**Work item:** Copy each line of the data exactly. Leave nothing out.

**Recorded data:**
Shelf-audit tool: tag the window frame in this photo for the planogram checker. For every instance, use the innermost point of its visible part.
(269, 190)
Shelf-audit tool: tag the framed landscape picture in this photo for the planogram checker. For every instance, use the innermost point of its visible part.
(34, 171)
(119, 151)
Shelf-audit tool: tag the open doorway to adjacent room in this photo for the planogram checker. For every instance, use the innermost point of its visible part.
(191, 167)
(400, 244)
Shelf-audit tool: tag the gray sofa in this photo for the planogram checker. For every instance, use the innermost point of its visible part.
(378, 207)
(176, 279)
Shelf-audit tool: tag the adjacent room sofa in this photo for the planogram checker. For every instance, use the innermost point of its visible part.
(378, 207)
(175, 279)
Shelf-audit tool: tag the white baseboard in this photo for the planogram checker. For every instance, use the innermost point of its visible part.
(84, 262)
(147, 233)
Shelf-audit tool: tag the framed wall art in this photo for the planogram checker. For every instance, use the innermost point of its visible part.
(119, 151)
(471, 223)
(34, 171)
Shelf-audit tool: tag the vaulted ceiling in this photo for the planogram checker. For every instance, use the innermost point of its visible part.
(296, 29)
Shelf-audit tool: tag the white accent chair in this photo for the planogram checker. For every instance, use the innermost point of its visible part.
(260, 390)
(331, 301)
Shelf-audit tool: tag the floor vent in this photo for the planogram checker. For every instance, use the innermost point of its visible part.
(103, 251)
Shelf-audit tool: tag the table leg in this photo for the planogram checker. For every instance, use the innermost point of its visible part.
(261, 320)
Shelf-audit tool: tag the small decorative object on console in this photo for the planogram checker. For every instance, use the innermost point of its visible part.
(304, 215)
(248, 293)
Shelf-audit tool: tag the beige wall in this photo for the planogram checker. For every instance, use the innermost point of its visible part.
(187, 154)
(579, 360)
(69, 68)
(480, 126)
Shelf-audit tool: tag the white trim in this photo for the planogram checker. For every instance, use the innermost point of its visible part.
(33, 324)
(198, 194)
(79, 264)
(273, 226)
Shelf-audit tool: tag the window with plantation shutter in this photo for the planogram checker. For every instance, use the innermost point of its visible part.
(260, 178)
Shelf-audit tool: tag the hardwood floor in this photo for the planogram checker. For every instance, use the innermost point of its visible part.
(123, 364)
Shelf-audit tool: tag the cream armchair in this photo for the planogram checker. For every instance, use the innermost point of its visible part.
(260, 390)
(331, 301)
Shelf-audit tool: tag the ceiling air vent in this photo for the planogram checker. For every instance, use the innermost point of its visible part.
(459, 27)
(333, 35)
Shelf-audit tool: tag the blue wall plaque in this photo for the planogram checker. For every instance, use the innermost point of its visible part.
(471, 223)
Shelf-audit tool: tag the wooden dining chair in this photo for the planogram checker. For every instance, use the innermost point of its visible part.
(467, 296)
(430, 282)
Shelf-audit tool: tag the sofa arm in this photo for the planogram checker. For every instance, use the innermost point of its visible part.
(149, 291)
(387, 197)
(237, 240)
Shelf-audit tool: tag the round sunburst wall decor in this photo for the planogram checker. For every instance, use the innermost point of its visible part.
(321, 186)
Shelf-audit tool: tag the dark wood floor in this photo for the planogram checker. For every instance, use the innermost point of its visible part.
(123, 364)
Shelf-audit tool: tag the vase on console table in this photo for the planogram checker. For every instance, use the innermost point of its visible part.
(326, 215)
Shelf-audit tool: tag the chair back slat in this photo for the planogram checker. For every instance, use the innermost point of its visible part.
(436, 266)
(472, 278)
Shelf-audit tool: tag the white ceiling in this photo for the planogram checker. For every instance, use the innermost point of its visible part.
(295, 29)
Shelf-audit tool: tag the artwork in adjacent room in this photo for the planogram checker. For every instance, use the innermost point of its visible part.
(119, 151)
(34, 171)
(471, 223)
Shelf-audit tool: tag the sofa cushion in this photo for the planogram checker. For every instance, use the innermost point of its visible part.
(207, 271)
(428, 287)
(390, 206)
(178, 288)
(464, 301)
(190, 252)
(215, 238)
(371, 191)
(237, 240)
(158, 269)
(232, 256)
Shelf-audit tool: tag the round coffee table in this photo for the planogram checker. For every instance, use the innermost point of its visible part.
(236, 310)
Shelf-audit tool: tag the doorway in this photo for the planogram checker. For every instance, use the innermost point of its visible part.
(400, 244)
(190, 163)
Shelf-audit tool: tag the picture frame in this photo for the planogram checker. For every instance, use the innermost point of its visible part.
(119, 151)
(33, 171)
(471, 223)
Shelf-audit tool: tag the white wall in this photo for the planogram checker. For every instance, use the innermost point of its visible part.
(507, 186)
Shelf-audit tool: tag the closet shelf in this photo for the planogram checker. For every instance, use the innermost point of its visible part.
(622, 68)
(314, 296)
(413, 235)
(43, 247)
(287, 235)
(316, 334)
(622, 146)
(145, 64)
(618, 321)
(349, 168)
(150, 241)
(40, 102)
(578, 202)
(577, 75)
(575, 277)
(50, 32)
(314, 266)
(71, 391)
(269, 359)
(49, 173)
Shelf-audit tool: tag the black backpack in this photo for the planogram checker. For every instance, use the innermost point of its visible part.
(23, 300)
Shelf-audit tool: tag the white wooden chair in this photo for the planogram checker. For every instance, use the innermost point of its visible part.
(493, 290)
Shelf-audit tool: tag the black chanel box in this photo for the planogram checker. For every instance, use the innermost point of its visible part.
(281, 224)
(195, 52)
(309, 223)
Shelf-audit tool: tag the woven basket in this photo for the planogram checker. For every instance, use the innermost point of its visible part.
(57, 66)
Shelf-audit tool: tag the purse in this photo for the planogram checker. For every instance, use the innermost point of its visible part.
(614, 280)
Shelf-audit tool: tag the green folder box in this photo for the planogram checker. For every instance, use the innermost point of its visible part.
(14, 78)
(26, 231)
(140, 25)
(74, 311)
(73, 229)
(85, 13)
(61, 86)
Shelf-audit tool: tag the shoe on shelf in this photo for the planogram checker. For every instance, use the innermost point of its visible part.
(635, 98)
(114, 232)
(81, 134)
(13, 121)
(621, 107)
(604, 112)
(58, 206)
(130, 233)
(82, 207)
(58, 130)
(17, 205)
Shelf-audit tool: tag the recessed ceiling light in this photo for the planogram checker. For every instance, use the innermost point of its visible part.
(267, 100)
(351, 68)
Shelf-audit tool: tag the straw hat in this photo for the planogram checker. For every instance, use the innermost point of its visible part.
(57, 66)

**Result for this exercise:**
Shelf-audit tool: tag the window frame in this photo for the planogram checker. For every instance, use the innermost point of its visible part.
(269, 190)
Shelf-audit tool: tag the framed landscape picture in this photo for the planogram checker. For every instance, use the innermost point of its visible part.
(34, 171)
(119, 151)
Shelf-audit tool: tag the open doorway to adjacent room in this photo for the planogram checker. For every instance, use the innermost point of its visible part.
(191, 167)
(400, 244)
Shelf-audit tool: tag the gray sofa in this photo for the planogram checker. For every instance, use the innermost point of its visible part.
(378, 207)
(176, 279)
Shelf-audit tool: tag the adjacent room sofa in this photo for the planogram checker. For every instance, use the innermost point of its visible part.
(378, 207)
(175, 279)
Shelf-audit tool: tag the white baseboard in this photo for the planogram checker. For every instance, use the innermost point of its visible part.
(84, 262)
(147, 233)
Shelf-audit tool: tag the framed wall art in this photo for the planogram checker. For every instance, use the innermost point of its visible part.
(119, 151)
(471, 223)
(34, 171)
Shelf-audit tool: tag the vaulted ceiling in this photo for the planogram checker. For every instance, use the innermost point of its visible part.
(296, 29)
Shelf-audit tool: tag the white accent chair in this photo for the planogram checker. For every instance, use the innermost point of its visible part.
(260, 390)
(331, 301)
Shelf-audit tool: tag the floor vent in this photo for the planogram checker. For every instance, use the innermost point of its visible part.
(103, 251)
Shelf-audit tool: tag the table leg in this photo for the planogram checker. For every instance, use the innermost point of its visible part.
(261, 320)
Shelf-audit tool: tag the small decorative object on console in this photo for the planogram checker. For every instance, use the innermost point of its visible part.
(304, 215)
(248, 293)
Shelf-audit tool: tag the beige wall in this photo for the planogram checker. For every instance, use the innermost point of its visible part.
(187, 154)
(579, 360)
(69, 68)
(480, 126)
Shelf-audit tool: tag the white trim in this photo for the planogram checker. For every instance, use the innermost point of its visible part.
(33, 324)
(198, 194)
(79, 264)
(273, 226)
Shelf-audit tool: tag the window with plantation shutter in this photo for the planogram checker. For every instance, use the innermost point of its visible part.
(260, 178)
Shelf-audit tool: tag the hardwood floor in this photo for the planogram checker. For every instance, use the innermost point of its visible part.
(123, 364)
Shelf-audit tool: tag the cream armchair in this photo for the planogram checker. For every instance, use the innermost point of its visible part.
(260, 390)
(331, 301)
Shelf-audit tool: tag the ceiling air vent in this photo for the planogram checker. For every instance, use the innermost point of its visible part.
(459, 27)
(333, 35)
Shelf-audit tool: tag the blue wall plaque in this photo for the planogram checker. For every instance, use the innermost point of its visible part.
(471, 223)
Shelf-audit tool: tag the wooden dining chair in this photo for the planogram checker. For every instance, use the innermost point of its visible part.
(467, 296)
(430, 282)
Shelf-audit tool: tag the sofa arm in this photo for the planogram checker. For every instance, use the innermost point of its visible part.
(149, 291)
(387, 197)
(237, 240)
Shelf-audit tool: tag the round sunburst wall decor in this photo for the planogram checker. For every instance, use the innermost point of its visible part.
(321, 186)
Shelf-audit tool: tag the dark wood floor in this photo for the planogram checker. For every instance, use the innermost point of its visible part.
(123, 364)
Shelf-audit tool: tag the vase on console table in this photo for the planogram checker. For every instance, use the innermost point of its visible part.
(326, 215)
Shelf-audit tool: tag the chair back slat in this photo for the planogram checker. For every instance, use the innermost point of its visible part.
(436, 266)
(472, 278)
Shelf-audit tool: tag the white ceiling in this photo for the planogram checker. For every instance, use the innermost point of its visible part.
(295, 29)
Shelf-audit tool: tag the artwork in adjacent room in this photo for the planogram checker. For every instance, use the innermost point of its visible part.
(119, 151)
(34, 171)
(471, 223)
Shelf-audit tool: tag the sofa cushion in this photo for the planogram checker. For every instance, use the innermost point of its visible part.
(207, 271)
(428, 287)
(390, 206)
(178, 288)
(464, 301)
(190, 252)
(215, 238)
(371, 191)
(237, 240)
(158, 269)
(232, 256)
Shelf-audit tool: tag the round coffee table in this photo for the planogram checker. For every instance, use the innermost point of its visible part.
(236, 310)
Shelf-audit tool: tag the doorway in this photo for the planogram checker. For every instance, use the innermost point of its visible part.
(400, 244)
(190, 163)
Shelf-audit tool: tag the picture frame in this photo for the planogram checker. For every instance, use the innermost point of its visible part.
(119, 151)
(33, 171)
(471, 223)
Shelf-audit tool: tag the white wall in this photo for the planogram checker. For every instance, use the innermost point of its visible part.
(507, 186)
Shelf-audit tool: tag the closet shelf in this photo for the planogram checker. For every instance, use the innermost point of its visible part.
(622, 68)
(314, 296)
(413, 235)
(43, 247)
(287, 235)
(316, 334)
(622, 146)
(145, 64)
(618, 321)
(349, 168)
(150, 241)
(40, 102)
(578, 202)
(577, 75)
(575, 277)
(50, 32)
(314, 266)
(71, 391)
(269, 359)
(49, 173)
Shelf-audit tool: tag the black backpack in this photo for the planogram checker. For every instance, use the innermost point of its visible part.
(23, 300)
Shelf-audit tool: tag the white wooden chair in this photo for the planogram checker. For every instance, use the innermost point of its visible part.
(493, 290)
Shelf-audit tool: tag the black chanel box in this photo for the planogram checker. For every instance, use the innermost point of its visible part.
(281, 224)
(195, 52)
(309, 223)
Shelf-audit tool: tag the woven basket in this photo for the planogram checker. For every instance, use the innermost point of its visible part.
(57, 66)
Shelf-audit tool: tag the purse in this photo for the planogram checker. For every instance, use the innermost point of its visible part.
(614, 280)
Shelf-audit tool: tag the green folder box in this photo for the planogram checker. For every instance, use the innermost point of its visible part.
(14, 78)
(26, 231)
(140, 25)
(74, 311)
(73, 229)
(85, 13)
(61, 86)
Shelf-audit tool: tag the shoe on shelf in this photo for the planogram checker. For every instance, use the innermost point of its visible part.
(635, 98)
(114, 232)
(81, 134)
(13, 121)
(621, 107)
(604, 112)
(58, 206)
(130, 233)
(82, 207)
(58, 130)
(17, 205)
Shelf-audit tool: tag the recessed ceiling light in this photo for the planogram checker. For every instance, use the innermost point of its visible part.
(267, 100)
(351, 68)
Shelf-audit tool: tag the straw hat in this photo for the planogram checker. For every instance, use the innermost point of its visible part.
(57, 66)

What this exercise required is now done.